_TASK DIRECTIONS_.
Only one stretch of the data is wanted: the line containing "Query: mown green grass", the line containing "Query: putter grip", and every line between them, copied exactly.

──────── SOURCE DATA

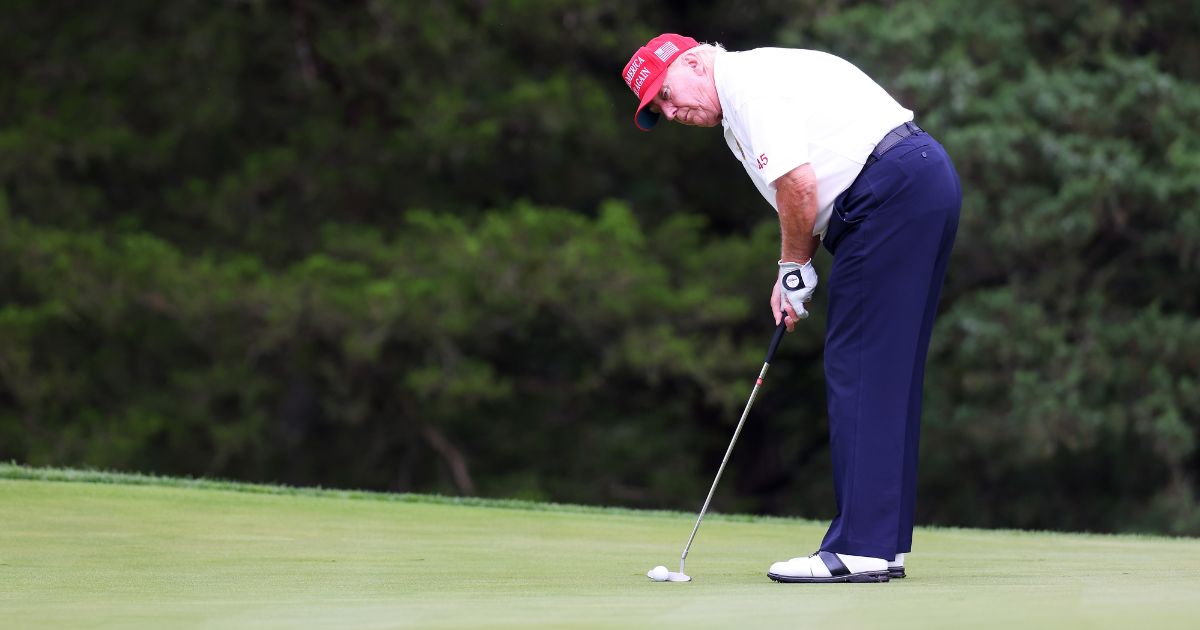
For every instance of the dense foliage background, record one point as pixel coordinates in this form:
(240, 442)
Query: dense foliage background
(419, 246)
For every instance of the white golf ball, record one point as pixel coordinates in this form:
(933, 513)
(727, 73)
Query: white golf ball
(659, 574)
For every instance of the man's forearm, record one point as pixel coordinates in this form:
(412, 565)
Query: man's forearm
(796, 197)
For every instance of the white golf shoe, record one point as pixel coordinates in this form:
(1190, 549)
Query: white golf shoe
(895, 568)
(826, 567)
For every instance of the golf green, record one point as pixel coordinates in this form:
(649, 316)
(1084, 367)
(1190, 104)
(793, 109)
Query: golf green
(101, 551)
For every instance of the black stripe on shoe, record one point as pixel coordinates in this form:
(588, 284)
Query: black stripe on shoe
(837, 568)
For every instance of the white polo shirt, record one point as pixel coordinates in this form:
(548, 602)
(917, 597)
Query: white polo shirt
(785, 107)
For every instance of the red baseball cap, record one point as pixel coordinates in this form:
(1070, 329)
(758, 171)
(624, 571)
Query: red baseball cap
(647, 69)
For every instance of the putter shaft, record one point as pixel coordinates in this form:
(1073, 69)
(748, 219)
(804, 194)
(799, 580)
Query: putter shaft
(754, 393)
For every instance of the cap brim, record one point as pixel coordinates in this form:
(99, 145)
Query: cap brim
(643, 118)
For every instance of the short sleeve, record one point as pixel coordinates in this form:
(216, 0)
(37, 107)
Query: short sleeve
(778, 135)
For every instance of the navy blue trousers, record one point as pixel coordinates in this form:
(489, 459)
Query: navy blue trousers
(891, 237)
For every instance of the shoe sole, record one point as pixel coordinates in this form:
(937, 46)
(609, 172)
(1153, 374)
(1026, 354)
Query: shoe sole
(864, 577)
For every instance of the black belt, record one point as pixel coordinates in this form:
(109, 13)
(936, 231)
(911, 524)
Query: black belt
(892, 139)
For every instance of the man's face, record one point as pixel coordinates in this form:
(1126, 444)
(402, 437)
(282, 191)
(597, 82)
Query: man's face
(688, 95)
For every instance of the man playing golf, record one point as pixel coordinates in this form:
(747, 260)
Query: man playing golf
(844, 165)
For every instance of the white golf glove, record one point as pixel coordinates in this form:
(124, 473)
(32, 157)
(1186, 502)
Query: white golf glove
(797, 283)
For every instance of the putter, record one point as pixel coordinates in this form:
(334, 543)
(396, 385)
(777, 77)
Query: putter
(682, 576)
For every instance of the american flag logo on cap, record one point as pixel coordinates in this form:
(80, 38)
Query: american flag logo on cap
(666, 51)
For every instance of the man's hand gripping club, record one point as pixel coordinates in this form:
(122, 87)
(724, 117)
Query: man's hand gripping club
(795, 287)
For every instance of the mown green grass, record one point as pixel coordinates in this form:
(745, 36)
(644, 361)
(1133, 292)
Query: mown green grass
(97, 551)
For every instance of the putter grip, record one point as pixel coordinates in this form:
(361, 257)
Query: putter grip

────────────────
──────── SOURCE DATA

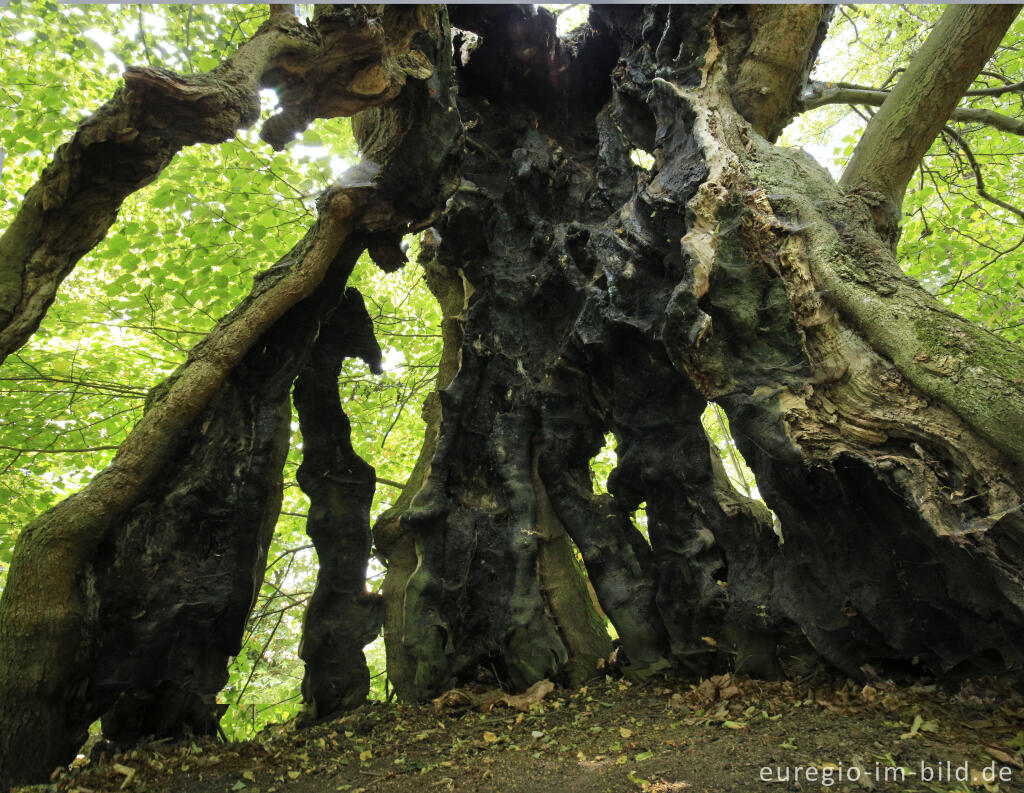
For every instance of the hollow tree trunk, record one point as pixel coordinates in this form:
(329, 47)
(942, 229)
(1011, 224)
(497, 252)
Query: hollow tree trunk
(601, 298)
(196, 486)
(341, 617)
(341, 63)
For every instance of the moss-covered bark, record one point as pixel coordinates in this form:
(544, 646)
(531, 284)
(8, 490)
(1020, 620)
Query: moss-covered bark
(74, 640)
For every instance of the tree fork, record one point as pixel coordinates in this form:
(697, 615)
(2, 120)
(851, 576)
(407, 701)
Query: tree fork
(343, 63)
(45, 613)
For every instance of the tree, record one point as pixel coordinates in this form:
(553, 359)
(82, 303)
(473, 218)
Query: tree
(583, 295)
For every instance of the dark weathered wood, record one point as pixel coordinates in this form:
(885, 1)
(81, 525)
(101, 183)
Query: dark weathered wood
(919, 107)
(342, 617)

────────────────

_EXERCISE RESULT_.
Query: mown green grass
(97, 551)
For every instance of the putter grip, record one point as pixel coordinates in this form:
(361, 257)
Query: putter grip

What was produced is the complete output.